• [Exercise prompt]: How many lines in the material below contain the word "fruit"? Reply with the number alone.

··· Information supplied ···

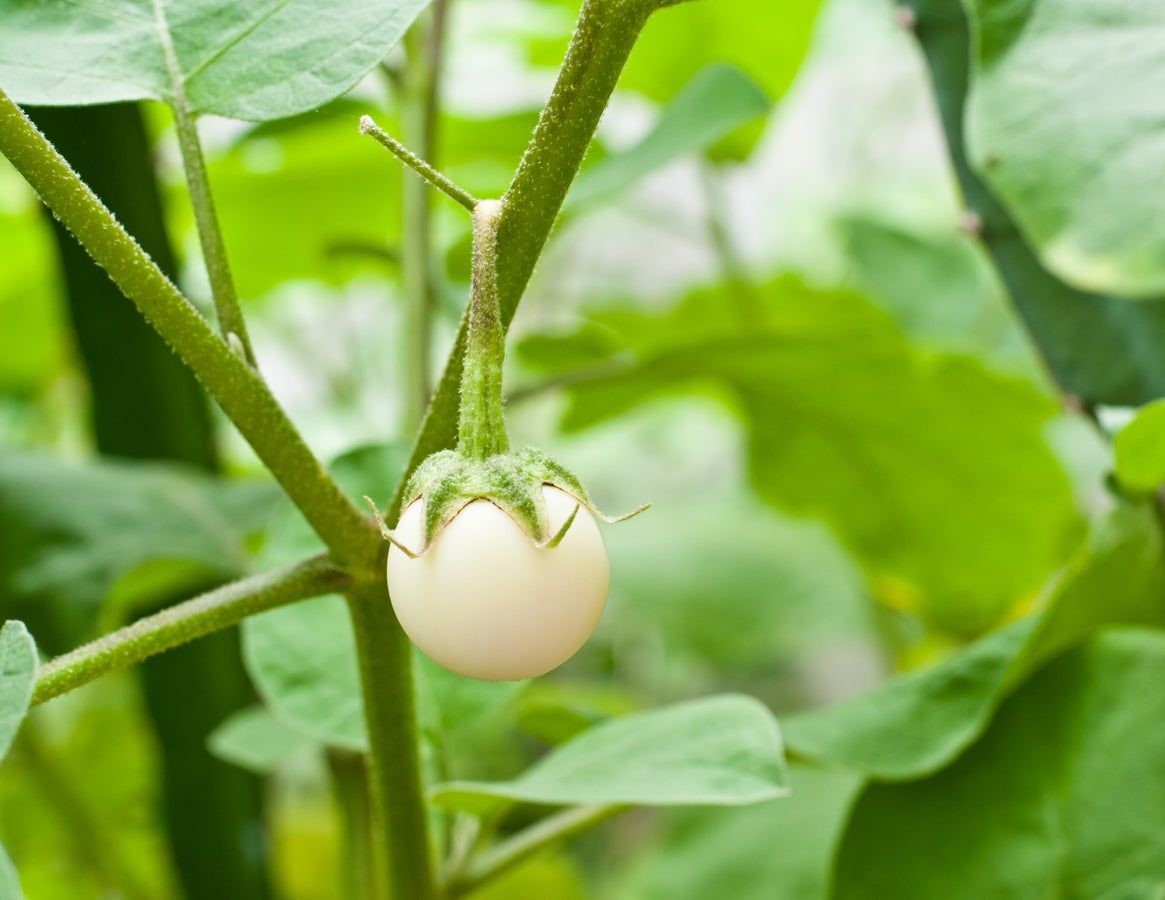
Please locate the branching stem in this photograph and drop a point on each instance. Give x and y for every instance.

···
··· Information supplied ···

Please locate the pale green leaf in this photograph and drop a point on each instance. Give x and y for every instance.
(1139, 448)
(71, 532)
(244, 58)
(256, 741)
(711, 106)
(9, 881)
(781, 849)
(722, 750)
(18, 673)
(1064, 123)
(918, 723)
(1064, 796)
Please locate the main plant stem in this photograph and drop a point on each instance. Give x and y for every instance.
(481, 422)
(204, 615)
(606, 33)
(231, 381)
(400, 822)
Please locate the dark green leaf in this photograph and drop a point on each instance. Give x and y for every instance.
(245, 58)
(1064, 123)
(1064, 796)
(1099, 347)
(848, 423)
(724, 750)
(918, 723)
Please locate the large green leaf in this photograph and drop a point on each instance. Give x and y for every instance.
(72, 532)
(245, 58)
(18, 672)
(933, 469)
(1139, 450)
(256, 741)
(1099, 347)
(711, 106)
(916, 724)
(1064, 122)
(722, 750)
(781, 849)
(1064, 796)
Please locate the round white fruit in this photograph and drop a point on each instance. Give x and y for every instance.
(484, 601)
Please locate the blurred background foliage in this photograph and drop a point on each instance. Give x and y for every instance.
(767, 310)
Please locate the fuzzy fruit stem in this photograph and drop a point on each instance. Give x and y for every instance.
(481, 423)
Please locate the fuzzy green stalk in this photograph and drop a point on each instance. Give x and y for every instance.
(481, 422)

···
··· Information supplied ···

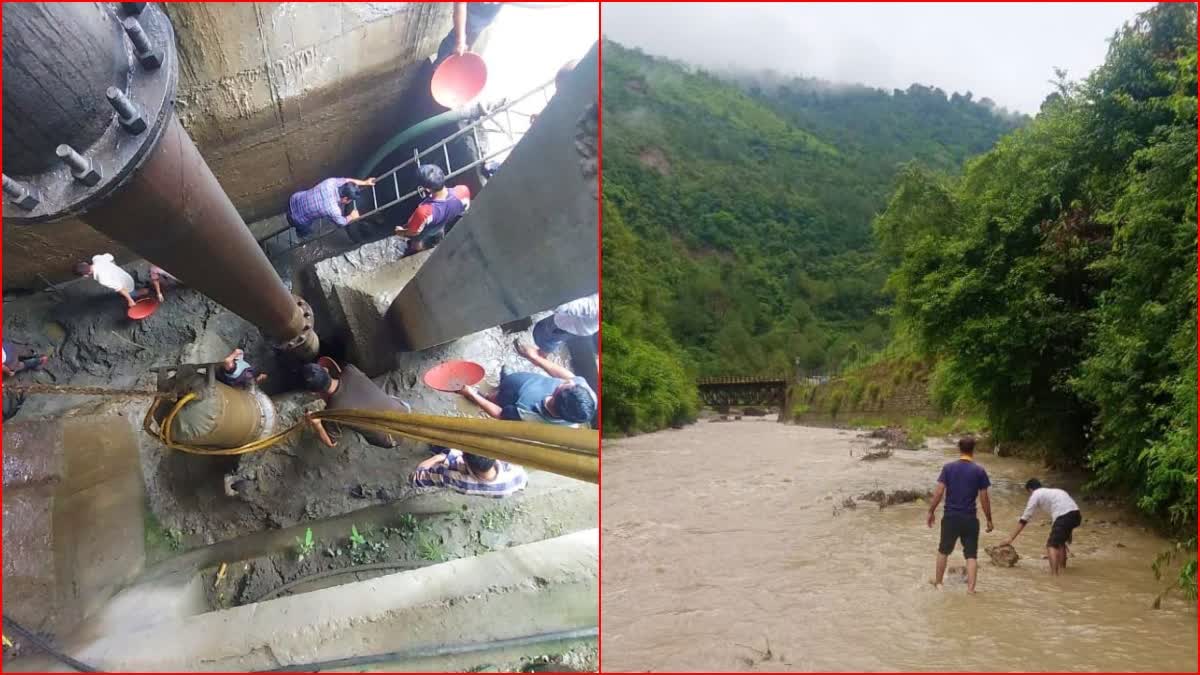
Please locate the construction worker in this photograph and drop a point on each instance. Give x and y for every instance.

···

• [Task solution]: 2